REQUIRED ACTIONS →
1) Translate this sentence from the excerpt on fiscal year 2017 plan-based awards into Spanish: "Awards of NQSOs and RSUs vest over three years from the date of their grant."
2) Summarize the excerpt on fiscal year 2017 plan-based awards in two sentences.

Description of Fiscal Year 2017 Plan-Based Awards

Non-Equity Incentive Plan Awards

As described above in the CD&A, we maintain two non-equity incentive plans applicable to our NEOs: our CEO Bonus Plan for Mr. Maheswaran and our Executive Bonus Plan for our other NEOs. These plans generally provide a cash payout only in the event certain pre-established Company and business unit performance objectives are met. Under the plans, each NEO has a targeted bonus potential expressed as a percentage of the NEO’s base salary. In fiscal year 2017, payouts to Mr. Maheswaran were based on our non-GAAP operating income; net revenue growth; net revenue growth and EPS growth compared to certain peer companies; and our Board’s assessment of his individual performance. For our other NEOs, payouts were based on our non-GAAP operating income and assessments of business unit and individual performance by our CEO and the Compensation Committee. The applicable performance criteria and targets in place for fiscal year 2017 under our CEO Bonus Plan and the criteria for assessing performance under our Executive Bonus Plan, and the payouts under these plans for our NEOs for fiscal year 2017, are discussed in detail above in the CD&A. Awards under these plans are generally only paid to executives who are employed by the Company on the date awards are paid, which generally occurs in the first quarter following the end of the applicable fiscal year.

Equity Incentive Plan Awards

In fiscal year 2017, we granted four types of equity incentive awards to our NEOs: “non-qualified” stock options (“NQSOs”); Time-Based Units (“RSUs”); Performance-Based Units (“PSUs”); and Executive Ownership Restricted Stock Units (“OSUs”). The NQSOs are “non-qualified” stock options, meaning that they are not intended as “incentive” stock options under Section 422 of the Internal Revenue Code of 1986, as amended. The material terms of the NQSOs, RSUs, PSUs and OSUs are described in the CD&A under the heading “Summary of our Current Executive Compensation Programs – Equity Incentive Awards.”

All equity awards granted in fiscal year 2017 were granted under, and subject to the terms and conditions of, the 2013 Plan and the award certificates applicable to such awards. Awards of NQSOs and RSUs vest over three years from the date of their grant. Awards of OSUs vest on the fourth anniversary of the date of grant for Mr. Ammann and the second anniversary of the date of the grant for Mr. Beauchamp and are generally payable only six months after the executive’s employment with the Company terminates. Awards of RSUs and OSUs granted in fiscal year 2017 represent a right to receive one share of Company common stock for each unit subject to the award.

(Position annotation records)
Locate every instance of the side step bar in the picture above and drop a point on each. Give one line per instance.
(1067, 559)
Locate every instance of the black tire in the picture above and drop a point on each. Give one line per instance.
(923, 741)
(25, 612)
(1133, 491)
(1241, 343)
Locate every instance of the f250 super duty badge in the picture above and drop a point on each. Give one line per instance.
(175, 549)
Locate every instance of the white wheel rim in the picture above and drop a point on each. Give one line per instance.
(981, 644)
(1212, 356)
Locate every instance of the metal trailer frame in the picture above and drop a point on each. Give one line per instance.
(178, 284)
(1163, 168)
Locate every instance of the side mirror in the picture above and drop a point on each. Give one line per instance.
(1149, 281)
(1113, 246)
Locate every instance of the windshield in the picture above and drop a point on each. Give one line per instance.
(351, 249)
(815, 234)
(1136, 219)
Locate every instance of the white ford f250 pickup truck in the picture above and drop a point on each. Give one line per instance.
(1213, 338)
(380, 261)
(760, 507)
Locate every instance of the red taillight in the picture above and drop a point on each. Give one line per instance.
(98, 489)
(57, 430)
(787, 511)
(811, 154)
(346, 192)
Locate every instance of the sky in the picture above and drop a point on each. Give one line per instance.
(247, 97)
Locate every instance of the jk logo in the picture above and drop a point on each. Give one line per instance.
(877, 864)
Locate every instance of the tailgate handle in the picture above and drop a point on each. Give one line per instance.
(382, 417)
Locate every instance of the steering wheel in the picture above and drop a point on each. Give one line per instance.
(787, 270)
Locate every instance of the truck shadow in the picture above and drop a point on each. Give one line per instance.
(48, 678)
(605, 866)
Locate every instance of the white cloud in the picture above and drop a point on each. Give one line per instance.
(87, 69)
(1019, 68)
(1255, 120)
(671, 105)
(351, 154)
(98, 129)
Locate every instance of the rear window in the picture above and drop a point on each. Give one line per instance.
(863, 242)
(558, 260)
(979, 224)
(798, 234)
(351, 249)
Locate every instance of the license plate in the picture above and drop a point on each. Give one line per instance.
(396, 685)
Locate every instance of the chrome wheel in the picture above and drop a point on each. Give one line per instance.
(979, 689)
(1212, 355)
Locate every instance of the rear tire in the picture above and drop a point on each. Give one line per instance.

ANSWERS TO THE TASKS →
1) Las adjudicaciones de NQSO y RSU se consolidan a lo largo de tres años a partir de la fecha de su otorgamiento.

2) The company maintains two non-equity incentive plans for its NEOs, a CEO Bonus Plan for Mr. Maheswaran and an Executive Bonus Plan for the other NEOs, which generally pay cash only if pre-established Company and business unit performance objectives are met. In fiscal year 2017 it granted the NEOs four types of equity awards (NQSOs, RSUs, PSUs and OSUs) under the 2013 Plan, with NQSOs and RSUs vesting over three years from grant.